What to produce: The required output is the line containing "Guideline: for each instance of the roadside" through the final line of the material below, printed exactly, with no other lines.

Supplied material:

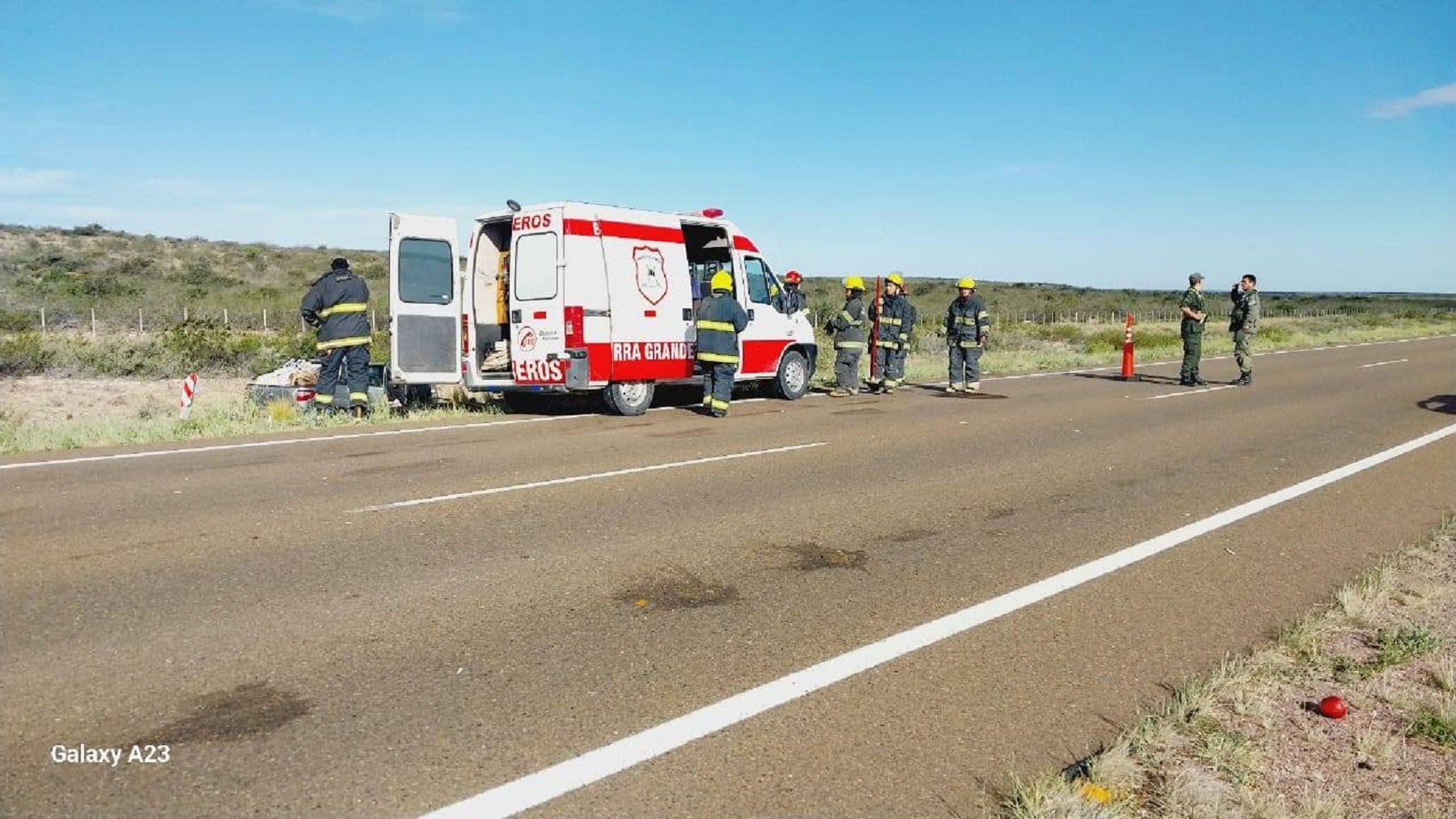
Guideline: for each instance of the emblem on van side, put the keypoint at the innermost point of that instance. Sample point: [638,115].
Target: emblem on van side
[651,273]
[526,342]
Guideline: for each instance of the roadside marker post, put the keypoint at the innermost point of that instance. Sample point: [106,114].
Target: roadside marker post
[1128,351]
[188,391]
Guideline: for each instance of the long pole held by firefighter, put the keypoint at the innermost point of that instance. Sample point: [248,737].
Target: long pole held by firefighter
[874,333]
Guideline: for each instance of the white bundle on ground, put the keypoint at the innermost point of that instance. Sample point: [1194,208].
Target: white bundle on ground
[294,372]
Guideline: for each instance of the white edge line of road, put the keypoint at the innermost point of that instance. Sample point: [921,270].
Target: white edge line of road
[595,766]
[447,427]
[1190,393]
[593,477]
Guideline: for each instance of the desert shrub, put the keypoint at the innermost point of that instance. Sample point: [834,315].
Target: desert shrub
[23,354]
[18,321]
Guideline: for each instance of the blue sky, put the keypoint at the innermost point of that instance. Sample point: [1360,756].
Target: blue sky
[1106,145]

Solution:
Guideline: for each instance of the roadside marker post, put the keypoint at the innermost point of that instance. Sample point: [106,114].
Target: roadside marker post
[1128,351]
[188,391]
Guideline: for each instance of the long pole held by firefighter, put the keypoint at the innermost point of that instance. Sample point: [248,737].
Target: long pole held by firefighter
[874,333]
Guideline: for each instance of the white bundle on ground, put the keypoint at the innermost point of that instance. Sample point: [1194,208].
Target: white bundle on ground
[294,372]
Guideline: for each instance of the white edge line of road, put the keypoint at the innermost point of that instance. Sample point: [921,270].
Target: white edge line of road
[595,766]
[447,427]
[1190,393]
[593,477]
Guideline: for each instance of the desert shrub, put the keypoint at the innermost point of that instance. Sample point: [834,315].
Target: desert shrub
[23,354]
[18,321]
Guideline: for each instance of the blue sky, put the keypoint at the innermost point of that instance. Sample point: [1360,756].
Target: blue sky
[1106,145]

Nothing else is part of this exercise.